_Given request 1_.
In the episode recap, whom does Dean name as their likely suspect?
_Given request 2_.
List every line of dialogue that the episode recap credits to Dean.
_Given request 3_.
Pick up the episode recap after its final sentence and write what comes next.

* start Passage given *

Dean says he’s pretty sure their suspect is Mark Moody, a psycho killer who died in the jail.
Sam: I’m gonna need a little bit better than “pretty sure.”
Dean: Really pretty sure.
He points out that they just recently reopened the cell block he died in, and then the murders started.
On the way out, Sam bumps into a big tattooed prisoner. (One of the most brilliant things about this episode is its almost Sixth Sense sort of feel, as we the viewer are not privy to all the times that Sam and Dean are actually working together throughout, acting the parts they need to that are part of the plan that we don’t know about. It’s so well done, so that when I watched it the first time as it aired, there kept being this sense of confusion, like oh wait, so that wasn’t an accident? It’s also a testament to how smoothly Sam and Dean work together at this point, even when they fundamentally don’t 100% agree on doing the job they’re doing. Brilliant writing!)
Prisoner: Watch where you’re going!
Sam: Yeah sure I just…
Protective big brother Dean (putting himself in between them) He said he was sorry.

Prisoner: You talkin’ to me? You talking to ME?
Dean: Great, another guy who’s seen Taxi Driver too many times… yeah I am, trust me, let it go.
Dean thinks he’s garnered some respect for a second there – or at least that’s how it seems to us as viewers.
In season 2, Dean’s little boy smile made him look about five years old sometimes. My heart…
Instead an even bigger guy (Clif Kosterman, who has been Jared and Jensen’s bodyguard in real life for over 17 years now and counting) sends the tattooed guy over again.
He goes to punch Dean and a fight breaks out until the warden appears and breaks it up.
He confronts Dean with a baton under his chin, asking his name, then takes both of the fighters to solitary.
Not sure whether Dean is hotter smashing that guy up against the wall or with a baton under his chin. Depends on what you’re in the mood for, I suppose. Anyway, at the time it aired, we had no clue that this too was part of the plan or who the warden was, so it seemed like Dean was in a helluva lot of trouble. Still cocky though!
Dean to Sam: We having fun yet?
Tiny (aka Clif) stares at Sam, making a cut your throat gesture as Dean is taken away. Poor Sammy. And more kudos to Jared!
Dean tries to bond with cell neighbor Lucas in Solitary, and gets a “I wish I had a bat so I could bash your fricken’ head in” in return.

* end Passage given *
* start Dataset extract *

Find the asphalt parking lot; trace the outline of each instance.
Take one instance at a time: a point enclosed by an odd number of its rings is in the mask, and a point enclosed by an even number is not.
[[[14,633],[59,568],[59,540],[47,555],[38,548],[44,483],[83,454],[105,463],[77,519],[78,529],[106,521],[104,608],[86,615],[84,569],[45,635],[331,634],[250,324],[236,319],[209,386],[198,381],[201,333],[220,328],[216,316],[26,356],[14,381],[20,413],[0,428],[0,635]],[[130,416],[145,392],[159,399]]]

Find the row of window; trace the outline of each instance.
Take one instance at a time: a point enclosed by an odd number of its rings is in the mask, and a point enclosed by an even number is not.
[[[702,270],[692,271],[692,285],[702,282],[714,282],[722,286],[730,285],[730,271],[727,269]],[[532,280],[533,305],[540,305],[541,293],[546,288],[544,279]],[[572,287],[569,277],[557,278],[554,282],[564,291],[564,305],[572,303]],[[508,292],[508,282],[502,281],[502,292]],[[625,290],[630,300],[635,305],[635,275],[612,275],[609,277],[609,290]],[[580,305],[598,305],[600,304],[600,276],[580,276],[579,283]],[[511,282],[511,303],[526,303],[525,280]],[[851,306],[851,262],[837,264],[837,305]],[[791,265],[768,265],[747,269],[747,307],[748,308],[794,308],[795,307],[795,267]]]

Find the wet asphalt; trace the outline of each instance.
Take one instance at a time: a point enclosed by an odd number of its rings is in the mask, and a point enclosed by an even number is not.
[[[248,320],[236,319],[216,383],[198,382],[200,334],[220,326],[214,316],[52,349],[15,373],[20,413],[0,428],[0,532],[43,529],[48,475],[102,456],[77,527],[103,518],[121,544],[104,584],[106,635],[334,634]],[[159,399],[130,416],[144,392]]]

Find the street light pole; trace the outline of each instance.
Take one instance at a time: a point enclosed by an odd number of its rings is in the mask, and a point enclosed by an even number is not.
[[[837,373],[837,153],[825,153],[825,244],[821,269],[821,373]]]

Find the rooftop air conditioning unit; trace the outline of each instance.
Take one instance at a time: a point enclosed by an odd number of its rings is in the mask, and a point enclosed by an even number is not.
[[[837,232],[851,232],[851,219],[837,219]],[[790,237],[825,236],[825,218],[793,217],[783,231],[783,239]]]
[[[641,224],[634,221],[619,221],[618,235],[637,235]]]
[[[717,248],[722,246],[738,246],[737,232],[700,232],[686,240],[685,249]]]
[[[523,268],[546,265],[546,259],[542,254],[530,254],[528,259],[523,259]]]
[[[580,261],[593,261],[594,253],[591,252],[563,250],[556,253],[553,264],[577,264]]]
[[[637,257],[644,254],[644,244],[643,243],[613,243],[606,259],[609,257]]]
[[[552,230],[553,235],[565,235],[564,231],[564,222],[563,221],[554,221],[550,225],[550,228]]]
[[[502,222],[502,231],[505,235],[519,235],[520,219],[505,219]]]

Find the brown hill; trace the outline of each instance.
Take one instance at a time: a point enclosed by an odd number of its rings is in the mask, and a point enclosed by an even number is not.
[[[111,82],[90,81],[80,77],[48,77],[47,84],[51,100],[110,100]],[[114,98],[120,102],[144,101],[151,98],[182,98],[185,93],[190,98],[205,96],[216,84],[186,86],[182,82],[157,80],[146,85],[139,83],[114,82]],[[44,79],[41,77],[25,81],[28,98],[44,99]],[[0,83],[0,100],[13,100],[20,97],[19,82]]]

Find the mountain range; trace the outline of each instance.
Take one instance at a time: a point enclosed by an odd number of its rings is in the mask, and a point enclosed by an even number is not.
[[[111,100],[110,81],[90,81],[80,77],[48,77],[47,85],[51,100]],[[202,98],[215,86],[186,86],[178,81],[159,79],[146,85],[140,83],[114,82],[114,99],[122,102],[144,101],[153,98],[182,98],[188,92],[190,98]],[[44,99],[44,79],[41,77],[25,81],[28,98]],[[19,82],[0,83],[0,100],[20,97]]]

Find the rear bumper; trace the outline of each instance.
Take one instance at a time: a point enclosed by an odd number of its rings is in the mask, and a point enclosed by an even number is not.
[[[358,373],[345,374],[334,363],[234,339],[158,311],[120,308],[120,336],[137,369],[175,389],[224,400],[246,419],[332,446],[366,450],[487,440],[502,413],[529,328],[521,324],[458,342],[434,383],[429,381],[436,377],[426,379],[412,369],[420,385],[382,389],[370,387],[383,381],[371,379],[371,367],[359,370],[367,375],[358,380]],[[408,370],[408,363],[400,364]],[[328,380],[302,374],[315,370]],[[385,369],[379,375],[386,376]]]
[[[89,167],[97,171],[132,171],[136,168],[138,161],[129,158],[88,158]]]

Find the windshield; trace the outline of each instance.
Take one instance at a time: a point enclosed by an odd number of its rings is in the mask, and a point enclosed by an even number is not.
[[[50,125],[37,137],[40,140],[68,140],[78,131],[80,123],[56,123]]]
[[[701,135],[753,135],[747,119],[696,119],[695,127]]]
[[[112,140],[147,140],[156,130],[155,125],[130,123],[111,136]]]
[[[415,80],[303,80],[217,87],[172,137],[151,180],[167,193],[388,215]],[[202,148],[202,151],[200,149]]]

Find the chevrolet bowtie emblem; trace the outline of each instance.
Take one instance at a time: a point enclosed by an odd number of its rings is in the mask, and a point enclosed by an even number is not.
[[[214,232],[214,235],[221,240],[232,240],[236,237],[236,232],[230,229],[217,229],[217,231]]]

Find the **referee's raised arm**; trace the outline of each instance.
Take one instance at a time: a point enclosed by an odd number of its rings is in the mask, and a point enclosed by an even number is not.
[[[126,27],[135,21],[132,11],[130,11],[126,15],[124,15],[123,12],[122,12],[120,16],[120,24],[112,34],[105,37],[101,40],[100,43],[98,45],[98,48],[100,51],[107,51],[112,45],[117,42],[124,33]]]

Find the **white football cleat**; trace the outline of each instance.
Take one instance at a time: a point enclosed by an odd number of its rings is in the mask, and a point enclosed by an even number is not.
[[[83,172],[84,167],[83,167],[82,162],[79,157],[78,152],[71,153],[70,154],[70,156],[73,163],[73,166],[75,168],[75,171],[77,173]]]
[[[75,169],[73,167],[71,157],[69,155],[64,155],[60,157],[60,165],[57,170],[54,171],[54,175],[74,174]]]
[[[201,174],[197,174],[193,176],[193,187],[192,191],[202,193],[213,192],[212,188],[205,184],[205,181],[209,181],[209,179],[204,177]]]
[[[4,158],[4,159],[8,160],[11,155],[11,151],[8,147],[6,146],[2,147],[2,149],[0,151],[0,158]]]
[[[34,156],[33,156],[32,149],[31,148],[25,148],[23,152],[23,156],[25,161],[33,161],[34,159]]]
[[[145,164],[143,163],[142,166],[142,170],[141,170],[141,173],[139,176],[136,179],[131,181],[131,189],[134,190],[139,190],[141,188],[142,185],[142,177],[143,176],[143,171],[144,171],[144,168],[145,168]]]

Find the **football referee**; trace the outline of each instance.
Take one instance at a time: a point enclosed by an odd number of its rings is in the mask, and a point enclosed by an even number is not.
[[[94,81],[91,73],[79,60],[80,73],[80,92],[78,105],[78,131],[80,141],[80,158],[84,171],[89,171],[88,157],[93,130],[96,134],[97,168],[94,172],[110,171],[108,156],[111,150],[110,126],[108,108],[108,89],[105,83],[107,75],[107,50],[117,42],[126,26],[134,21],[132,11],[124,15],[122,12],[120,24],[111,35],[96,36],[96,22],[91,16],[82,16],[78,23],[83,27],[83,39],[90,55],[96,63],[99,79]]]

* end Dataset extract *

_Reply 1_.
Mark Moody, a psycho killer who died in the jail.

_Reply 2_.
- "Really pretty sure."
- "He said he was sorry."
- "Great, another guy who's seen Taxi Driver too many times… yeah I am, trust me, let it go."
- "We having fun yet?"

_Reply 3_.
Dean: Well, so much for the bonding in solitary moment.

How does Ackles look that good in an orange jumpsuit, btw? Seriously.
The lights start to flicker and Dean can suddenly see his breath visible, as the clock stops in the hallway.
Dean: Oh crap. Lucas, listen to me, stay very still.
It’s too late; Lucas is attacked by something and collapses, screaming. Dean peers through the small slit in the door, a striking bit of cinematography. So the place really is haunted, that’s for sure!
All the props for the special effects that look pretty damn good even in a screencap – and it’s only 2007!
The Winchesters’ attorney turns out to be both smart and badass. She confronts Henriksen with a lot of inconsistencies about their case, including that a cop in Baltimore swears up and down that “these boys saved her life and helped her catch a killer” and a robbery victim who swears the same.
Henriksen dismisses these people as nuts (since they did probably make some wild supernatural claims).
Henriksen: All I know is, wherever these guys go, people die. It’s that simple.
Mara: I don’t know that it is. They just don’t seem cut and dry guilty to me. I think there’s more to this.
He dismisses her with ‘the grownups are trying to get some work done here’ and pisses her off even more, which turns out to be a good thing for the Winchesters.
Meanwhile, back at Green River, Sam makes conversation with another inmate, Randall, trying to find out more about what’s going on.
Randall asks why he’s inside.
Sam: ‘Cause I’ve got an idiot for a brother.
Randall: That’ll do it.
Talk about looking like you’re about five years old when you smile like that – it’s both of them in Season 2. Look how adorable and little brother Sam is then, awww. That smile lights up his whole face – who could NOT open up to him?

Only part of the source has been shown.